Given text >>
((

The late summer-early fall heatwave baking the region could translate to an increase in West Nile virus cases.
As a result, officials at the San Joaquin County Mosquito and Vector Control District are asking residents to remain vigilant in protecting themselves against mosquitoes and reporting dead birds they find, which could be infected with the disease.
Also, a few weeks ago, the District’s mosquito-borne disease surveillance program discovered St. Louis Encephalitis virus (SLE) in a group of collected mosquitoes found in a rural area of the county. Two different mosquitoes in two traps tested positive, with the traps located south of Lockeford and east of Lodi.
“This is the first find of St. Louis Encephalitis in San Joaquin County since a human case identified in 1973,” said Aaron Devencenzi, Public Information Officer of the District.
The SLE virus is in the same family of flavivirus as West Nile virus. Over recent years SLE has been detected in several areas of California.

))

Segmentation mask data

((

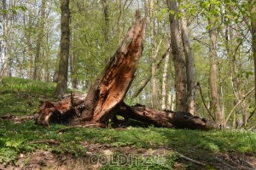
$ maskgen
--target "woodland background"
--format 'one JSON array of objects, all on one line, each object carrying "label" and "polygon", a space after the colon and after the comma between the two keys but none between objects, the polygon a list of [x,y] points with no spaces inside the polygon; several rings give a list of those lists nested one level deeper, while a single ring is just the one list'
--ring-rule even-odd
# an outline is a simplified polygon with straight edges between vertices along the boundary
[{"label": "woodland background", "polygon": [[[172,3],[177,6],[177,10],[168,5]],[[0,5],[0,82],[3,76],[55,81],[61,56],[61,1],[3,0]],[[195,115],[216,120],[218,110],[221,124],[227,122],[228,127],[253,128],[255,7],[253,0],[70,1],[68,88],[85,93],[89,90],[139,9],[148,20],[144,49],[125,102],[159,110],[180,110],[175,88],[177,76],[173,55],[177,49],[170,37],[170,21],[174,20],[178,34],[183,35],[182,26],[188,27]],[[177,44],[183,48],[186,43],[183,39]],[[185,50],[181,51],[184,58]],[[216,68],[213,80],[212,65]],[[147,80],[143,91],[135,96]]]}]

))
((

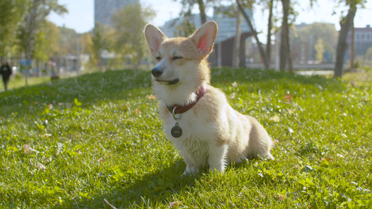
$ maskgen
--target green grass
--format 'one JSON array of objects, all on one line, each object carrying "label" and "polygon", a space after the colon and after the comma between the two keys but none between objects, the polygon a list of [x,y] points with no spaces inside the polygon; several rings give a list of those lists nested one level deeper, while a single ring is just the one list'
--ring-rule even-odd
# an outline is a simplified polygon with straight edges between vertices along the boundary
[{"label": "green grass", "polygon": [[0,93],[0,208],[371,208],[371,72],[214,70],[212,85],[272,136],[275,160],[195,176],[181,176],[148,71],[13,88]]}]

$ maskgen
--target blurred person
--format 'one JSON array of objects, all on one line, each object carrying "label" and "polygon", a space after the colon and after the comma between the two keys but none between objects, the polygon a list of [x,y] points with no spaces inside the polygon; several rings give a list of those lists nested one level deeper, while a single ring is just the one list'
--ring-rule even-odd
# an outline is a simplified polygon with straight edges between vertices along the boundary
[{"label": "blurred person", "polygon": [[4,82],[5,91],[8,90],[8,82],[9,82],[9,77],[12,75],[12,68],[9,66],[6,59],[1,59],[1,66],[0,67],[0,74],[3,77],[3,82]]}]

))

Reproduce the part of the mosquito-borne virus article from "As a result, officials" to "east of Lodi." word for word.

Task result >>
As a result, officials at the San Joaquin County Mosquito and Vector Control District are asking residents to remain vigilant in protecting themselves against mosquitoes and reporting dead birds they find, which could be infected with the disease.
Also, a few weeks ago, the District’s mosquito-borne disease surveillance program discovered St. Louis Encephalitis virus (SLE) in a group of collected mosquitoes found in a rural area of the county. Two different mosquitoes in two traps tested positive, with the traps located south of Lockeford and east of Lodi.